--- TASK TO COMPLETE ---
Can you copy the material below line for line, without changing a single character?

====== INPUT RECORDS ======

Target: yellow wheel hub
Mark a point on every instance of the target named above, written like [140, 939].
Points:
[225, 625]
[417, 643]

======

--- THE RESPONSE ---
Target: yellow wheel hub
Mark a point on every instance of the target named above, written like [140, 939].
Points:
[225, 625]
[417, 643]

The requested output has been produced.